Secondo il mito tramandato dal poeta Esiodo, Zeus donò un vaso a Pandora raccomandandole di non aprirlo. Pandora, che purtroppo era molto curiosa, scoperchiò invece il vaso liberando così tutti i mali del mondo. Sul fondo del vaso rimase soltanto la speranza, che non fece in tempo ad allontanarsi prima che il vaso venisse chiuso di nuovo. L’umanità, che fino a quel momento aveva vissuto libera da dispiaceri, dopo l’apertura del vaso fu condannata a vivere in un mondo desolato e triste. Questo stato di infelicità perdurò fino a quando Pandora non aprì nuovamente il vaso per far uscire anche la speranza.
Oggi però, ai consumatori moderni, è lecito domandarsi se la speranza sia effettivamente da considerarsi la salvezza da tutti i mali o, piuttosto, l’ultimo demone. La speranza è un’emozione prossima alla gioia ed è di fondamentale importanza per le pratiche di marketing. Esistono, infatti, settori, quali quello farmaceutico e cosmetico, che fondano la loro esistenza su questa unica risorsa immateriale. I marketing manager più avveduti ne sono assolutamente consapevoli e, a questo riguardo, è celebre la dichiarazione del fondatore di Revlon che sostiene: “In fabbrica produciamo cosmetici, in profumeria vendiamo speranza”. Diversi momenti di consumo, come il gioco del Lotto o in Borsa, sono fortemente connotati da questa emozione. Secondo la prospettiva cognitivista, la speranza è un’emozione a valenza positiva che trova i suoi antecedenti cognitivi, come la gioia, nella rilevanza e desiderabilità del risultato, ma, a differenza della felicità, anche nell’incertezza: l’accadimento sperato è possibile, mentre l’evento che ha prodotto la felicità è certo.

(DATI FORNITI)
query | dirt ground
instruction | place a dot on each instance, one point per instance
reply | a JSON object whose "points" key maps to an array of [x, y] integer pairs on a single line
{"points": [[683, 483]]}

(CONSEGNA)
Ricopia fedelmente dal testo di riferimento il tratto che va da "Secondo il mito" fino a "anche la speranza.".

(ESERCIZIO SVOLTO)
Secondo il mito tramandato dal poeta Esiodo, Zeus donò un vaso a Pandora raccomandandole di non aprirlo. Pandora, che purtroppo era molto curiosa, scoperchiò invece il vaso liberando così tutti i mali del mondo. Sul fondo del vaso rimase soltanto la speranza, che non fece in tempo ad allontanarsi prima che il vaso venisse chiuso di nuovo. L’umanità, che fino a quel momento aveva vissuto libera da dispiaceri, dopo l’apertura del vaso fu condannata a vivere in un mondo desolato e triste. Questo stato di infelicità perdurò fino a quando Pandora non aprì nuovamente il vaso per far uscire anche la speranza.